### READING PASSAGE
#####
Aspiring actor David Johansen had been attracted to the ridiculous theater and to the Warhol scene, but hadn’t become one of the in crowd, he says, because he wasn’t gay. When he was recruited to sing for a rock band, he adapted the transvestite outrageousness of the theater group to the band performances. The New York Dolls formed in 1971 and played one-nighters in various bars and then, from April to July 1972, played every Tuesday night at the Mercer Arts Center where their raw hard rock began to attract a following.
In the fall of 1972, the Dolls opened for Rod Stewart at Wembley Stadium, after which some British reviewers hailed them as the next big thing. Back in New York, they landed a deal with Mercury, producing two albums that failed to attract the larger pop audience. In spite of picking up a new manager, new material, and new costumes in 1974, the Doll’s failure to catch on, as well as problems with substance abuse led to the band’s demise.
Glam rock fed into punk in that fans in London and New York took to wearing garish makeup, outrageous hair-dos, and flashy costumes as street wear, preparing the way for punk’s colorful ragamuffin look of a few years later. And unlike the more experimental efforts of the early Velvet Underground, MC5, and Stooges, glam-rockers purveyed conventional song forms on records produced in the slick style of the day. The new lyric content of deviance and apocalypse was eased into the pop vocabulary riding on a familiar musical vehicle, preparing the way for the more raw but equally simple punk rock that emerged fully fledged in 1976.
In 1975 the Dolls’ final manager, London boutique owner Malcolm McLaren, who had, while handling the Dolls, become interested in a newer, post-glam punk scene developing at a Bowery bar called CBGBs, returned to England to groom a London band of his acquaintance on the new model. As an art student in the 1960s, McLaren had followed the Situationists whose Marxian critique of commodity culture played a part in the riots that paralyzed France in May of 1968. McLaren had gone to New York to sell clothes, but had failed to interest the New York fashion world in his merchandise. Punk rock presented an opportunity for success by scandal. Now his import/export business took a new turn: he would take punk to Britain, and with luck, would establish himself as the leader of a new pop music fashion. During England’s mid-70s economic crisis, McLaren’s group would carry punk culture critique farther than it could go in US mainstream pop culture, and establish punk as a transnational phenomenon.
The key figure in the new scene that had attracted McLaren’s attention was Richard Hell. Richard never attained the success that some New York rock revivalists did, but he is widely recognized as an originator of the punk style in music and costume.
Richard Meyers was born in Lexington, Kentucky in 1951 and after being expelled from various public schools was sent to a boarding school in Delaware where he became friends with Tom Miller. Meyers dropped out in his senior year and headed for New York. He recalls,
“I came to New York to become a writer in 1967-the tail end of the flower children-but I never felt comfortable with that mentality. . . . I was really influenced by the twisted French aestheticism of the late nineteenth century like Rimbaud, Verlaine . . . Baudelaire. . . . And a lot of my view of the world came from that.”
Just as Richard had no interest in flower power, in the 1950s, Baudelaire had had no interest in nature. When asked why he would not write nature poetry, he said, “I can’t get excited about vegetables” He declares that the truly modern artist is the artist of the city street, and he clips his words, and grimaces and twitches through his poems, shocking his audiences, his dandy suit in tatters. Baudelaire, and the young rebel visionary Arthur Rimbaud of the subsequent generation, provided a prototype for New York’s founding poets of punk.
#####
[Coordinate labeling data]

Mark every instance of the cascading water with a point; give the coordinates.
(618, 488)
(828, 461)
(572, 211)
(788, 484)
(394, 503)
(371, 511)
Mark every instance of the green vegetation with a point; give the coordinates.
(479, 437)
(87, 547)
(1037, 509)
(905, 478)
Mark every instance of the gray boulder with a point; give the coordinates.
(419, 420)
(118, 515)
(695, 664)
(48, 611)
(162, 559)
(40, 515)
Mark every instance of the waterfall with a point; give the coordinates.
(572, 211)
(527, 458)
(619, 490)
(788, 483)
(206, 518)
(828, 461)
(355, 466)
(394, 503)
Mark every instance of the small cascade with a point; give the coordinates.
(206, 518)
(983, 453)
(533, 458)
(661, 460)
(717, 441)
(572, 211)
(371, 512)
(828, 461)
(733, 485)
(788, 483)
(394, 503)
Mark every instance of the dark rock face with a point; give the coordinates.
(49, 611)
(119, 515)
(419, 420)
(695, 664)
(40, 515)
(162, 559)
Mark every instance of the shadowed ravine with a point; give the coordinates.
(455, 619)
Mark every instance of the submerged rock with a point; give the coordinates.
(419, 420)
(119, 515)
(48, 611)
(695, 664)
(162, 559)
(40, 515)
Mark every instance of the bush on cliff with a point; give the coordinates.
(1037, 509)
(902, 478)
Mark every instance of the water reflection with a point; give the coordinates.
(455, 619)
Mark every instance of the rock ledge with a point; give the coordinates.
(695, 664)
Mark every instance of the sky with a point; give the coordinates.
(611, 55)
#####
### REQUEST 1
In the reading passage, at which venue did the New York Dolls play every Tuesday night from April to July 1972?
### REQUEST 2
List every French writer whom Richard Meyers names in his quoted recollection in the reading passage.
The items play no part in this work.

### RIGHT ANSWER 1
The Mercer Arts Center

### RIGHT ANSWER 2
Rimbaud, Verlaine, Baudelaire